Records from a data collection
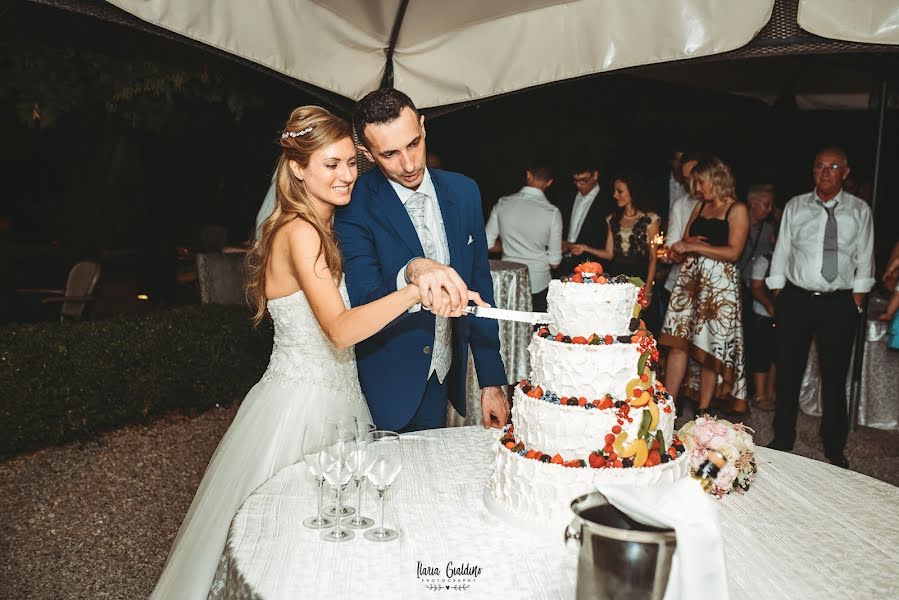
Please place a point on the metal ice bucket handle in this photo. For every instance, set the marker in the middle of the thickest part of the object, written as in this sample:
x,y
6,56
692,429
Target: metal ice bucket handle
x,y
629,560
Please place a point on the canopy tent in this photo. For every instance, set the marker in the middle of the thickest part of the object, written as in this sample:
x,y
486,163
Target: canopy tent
x,y
446,53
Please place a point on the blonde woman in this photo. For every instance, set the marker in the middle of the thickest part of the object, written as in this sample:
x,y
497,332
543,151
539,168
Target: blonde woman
x,y
294,275
703,320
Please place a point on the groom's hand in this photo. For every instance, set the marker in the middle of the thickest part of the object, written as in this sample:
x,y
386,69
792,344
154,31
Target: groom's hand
x,y
442,290
494,407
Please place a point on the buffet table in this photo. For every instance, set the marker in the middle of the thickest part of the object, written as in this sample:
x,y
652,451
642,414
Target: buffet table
x,y
805,529
511,290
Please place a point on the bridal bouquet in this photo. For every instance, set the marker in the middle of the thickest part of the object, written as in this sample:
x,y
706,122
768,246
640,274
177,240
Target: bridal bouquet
x,y
707,434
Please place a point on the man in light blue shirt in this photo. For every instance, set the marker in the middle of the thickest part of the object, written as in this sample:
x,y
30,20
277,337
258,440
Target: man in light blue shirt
x,y
530,231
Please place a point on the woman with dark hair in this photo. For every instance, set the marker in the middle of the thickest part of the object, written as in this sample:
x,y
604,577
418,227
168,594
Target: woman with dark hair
x,y
631,229
704,314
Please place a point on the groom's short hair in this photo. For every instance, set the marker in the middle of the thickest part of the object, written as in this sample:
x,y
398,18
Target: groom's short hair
x,y
380,106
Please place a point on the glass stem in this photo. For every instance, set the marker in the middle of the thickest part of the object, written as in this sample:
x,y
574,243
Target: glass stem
x,y
338,533
321,487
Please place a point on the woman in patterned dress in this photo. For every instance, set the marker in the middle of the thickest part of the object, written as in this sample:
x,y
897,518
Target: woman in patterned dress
x,y
703,320
631,229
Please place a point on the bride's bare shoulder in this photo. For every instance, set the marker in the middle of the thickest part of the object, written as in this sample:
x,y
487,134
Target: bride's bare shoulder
x,y
299,235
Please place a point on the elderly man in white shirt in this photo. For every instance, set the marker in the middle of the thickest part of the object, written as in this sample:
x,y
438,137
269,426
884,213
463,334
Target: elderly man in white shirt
x,y
530,231
822,267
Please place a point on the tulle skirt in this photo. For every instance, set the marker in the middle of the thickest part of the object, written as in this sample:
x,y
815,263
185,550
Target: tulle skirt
x,y
265,436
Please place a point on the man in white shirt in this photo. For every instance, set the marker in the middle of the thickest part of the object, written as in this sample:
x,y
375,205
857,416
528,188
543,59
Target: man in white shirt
x,y
587,218
679,216
530,231
822,267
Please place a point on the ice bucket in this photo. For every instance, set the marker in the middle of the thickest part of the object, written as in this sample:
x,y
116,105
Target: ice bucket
x,y
618,557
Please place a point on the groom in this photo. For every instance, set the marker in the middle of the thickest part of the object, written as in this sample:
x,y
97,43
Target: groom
x,y
410,224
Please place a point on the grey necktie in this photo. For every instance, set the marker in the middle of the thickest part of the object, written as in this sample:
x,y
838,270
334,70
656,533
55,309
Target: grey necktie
x,y
442,351
829,261
415,206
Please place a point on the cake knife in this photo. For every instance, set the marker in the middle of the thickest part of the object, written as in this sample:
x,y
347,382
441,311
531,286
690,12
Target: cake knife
x,y
503,314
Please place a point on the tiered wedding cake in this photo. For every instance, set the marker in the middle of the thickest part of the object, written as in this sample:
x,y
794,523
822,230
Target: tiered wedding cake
x,y
592,411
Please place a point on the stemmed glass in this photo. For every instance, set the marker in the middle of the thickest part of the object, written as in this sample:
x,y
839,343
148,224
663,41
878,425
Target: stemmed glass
x,y
360,463
338,443
312,444
386,462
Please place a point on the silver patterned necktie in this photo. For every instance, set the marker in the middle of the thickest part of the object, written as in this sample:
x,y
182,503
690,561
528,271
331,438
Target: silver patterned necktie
x,y
442,352
829,266
415,206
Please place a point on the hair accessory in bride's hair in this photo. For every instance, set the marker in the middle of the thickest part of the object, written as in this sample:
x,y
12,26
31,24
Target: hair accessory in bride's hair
x,y
299,133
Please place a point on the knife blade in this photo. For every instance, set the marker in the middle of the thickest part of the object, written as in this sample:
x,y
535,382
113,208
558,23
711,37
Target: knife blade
x,y
503,314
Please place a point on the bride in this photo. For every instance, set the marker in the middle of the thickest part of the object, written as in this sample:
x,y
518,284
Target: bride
x,y
294,274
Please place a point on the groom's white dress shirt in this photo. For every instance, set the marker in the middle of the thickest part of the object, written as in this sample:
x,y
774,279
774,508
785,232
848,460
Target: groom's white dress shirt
x,y
531,230
442,352
579,211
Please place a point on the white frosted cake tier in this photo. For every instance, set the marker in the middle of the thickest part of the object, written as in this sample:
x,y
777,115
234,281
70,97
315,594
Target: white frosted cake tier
x,y
542,492
573,431
582,370
587,308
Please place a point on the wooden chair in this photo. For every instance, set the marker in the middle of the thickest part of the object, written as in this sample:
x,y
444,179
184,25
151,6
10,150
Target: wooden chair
x,y
78,293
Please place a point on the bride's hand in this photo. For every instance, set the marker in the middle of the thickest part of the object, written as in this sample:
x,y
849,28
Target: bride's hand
x,y
472,297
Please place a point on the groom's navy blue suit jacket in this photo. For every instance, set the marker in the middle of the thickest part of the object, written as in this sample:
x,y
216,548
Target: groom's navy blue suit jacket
x,y
377,239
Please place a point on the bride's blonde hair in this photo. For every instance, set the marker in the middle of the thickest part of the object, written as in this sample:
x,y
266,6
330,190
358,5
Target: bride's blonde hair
x,y
309,128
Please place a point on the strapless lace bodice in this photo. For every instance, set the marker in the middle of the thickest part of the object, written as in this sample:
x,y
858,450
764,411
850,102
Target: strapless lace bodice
x,y
302,353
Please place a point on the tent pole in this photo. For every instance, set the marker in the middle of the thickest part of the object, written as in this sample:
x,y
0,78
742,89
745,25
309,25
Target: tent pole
x,y
387,79
859,356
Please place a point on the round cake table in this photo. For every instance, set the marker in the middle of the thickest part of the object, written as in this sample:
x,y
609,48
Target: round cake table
x,y
805,529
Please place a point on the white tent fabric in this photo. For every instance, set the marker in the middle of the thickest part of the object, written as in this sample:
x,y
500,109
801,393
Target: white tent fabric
x,y
865,21
461,50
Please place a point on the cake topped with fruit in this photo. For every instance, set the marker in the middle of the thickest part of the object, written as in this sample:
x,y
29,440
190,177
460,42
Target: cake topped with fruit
x,y
592,410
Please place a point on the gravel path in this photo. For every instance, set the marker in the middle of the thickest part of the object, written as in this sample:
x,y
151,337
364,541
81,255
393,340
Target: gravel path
x,y
95,520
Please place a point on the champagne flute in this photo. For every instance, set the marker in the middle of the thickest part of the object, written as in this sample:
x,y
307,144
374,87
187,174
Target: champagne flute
x,y
360,463
387,460
345,511
338,443
312,442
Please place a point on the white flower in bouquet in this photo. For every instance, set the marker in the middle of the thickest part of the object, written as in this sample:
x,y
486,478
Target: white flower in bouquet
x,y
708,434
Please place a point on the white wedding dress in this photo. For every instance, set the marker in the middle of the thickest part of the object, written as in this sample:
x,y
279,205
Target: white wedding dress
x,y
307,380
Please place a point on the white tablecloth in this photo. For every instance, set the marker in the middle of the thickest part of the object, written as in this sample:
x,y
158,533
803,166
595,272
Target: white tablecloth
x,y
806,529
511,290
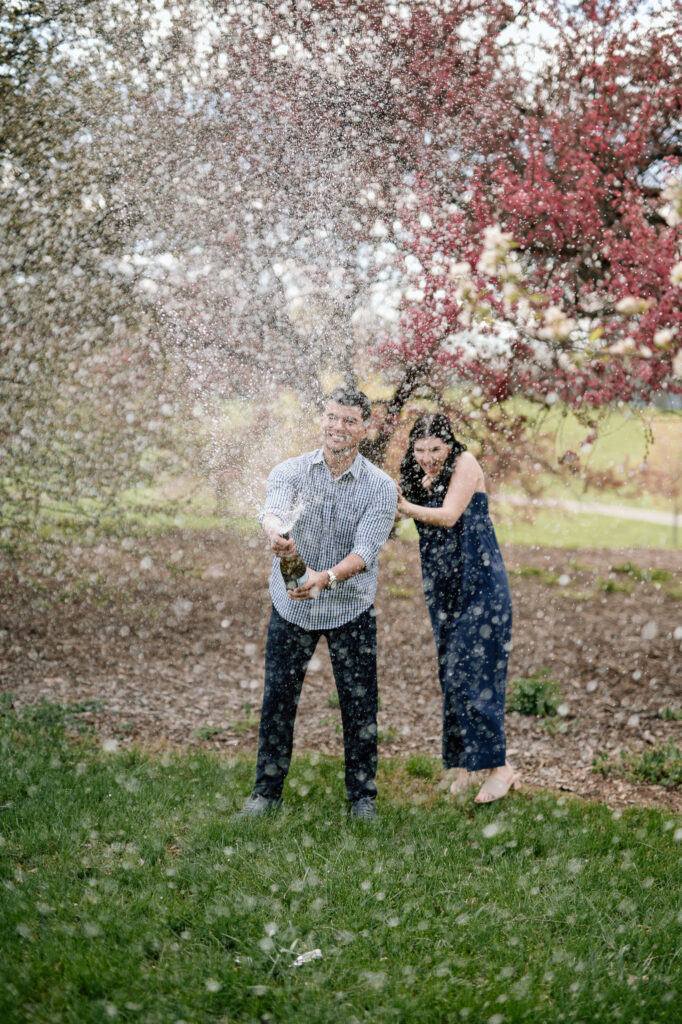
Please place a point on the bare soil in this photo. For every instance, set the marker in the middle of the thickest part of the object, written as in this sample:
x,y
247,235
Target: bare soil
x,y
167,637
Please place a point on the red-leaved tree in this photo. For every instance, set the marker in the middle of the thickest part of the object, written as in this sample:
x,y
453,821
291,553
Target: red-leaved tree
x,y
576,295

■ **Goal**:
Each line from the one that contains "Please place a point on the white tablecloth" to the end of the listing must be quoted exactly; no other line and no picture belongs in the copy.

■ **Result for this task**:
Please place a point on the white tablecloth in this photo. For every instance, set the marker in the middle of the thickest part of the object, written as in this sample:
x,y
158,533
803,166
595,272
Target: white tablecloth
x,y
806,529
511,290
Please place a point on the bare soil in this photo. For every instance, set the marker in the middle of the thickest part of the object, written as in this sample:
x,y
247,235
Target: bare soil
x,y
167,637
Please place a point on the red-leaved tree in this photo. For every instance, set the marker in the middle of the thickest part of the object, written as in this sample:
x,y
453,821
291,553
Target: red-leaved tree
x,y
576,295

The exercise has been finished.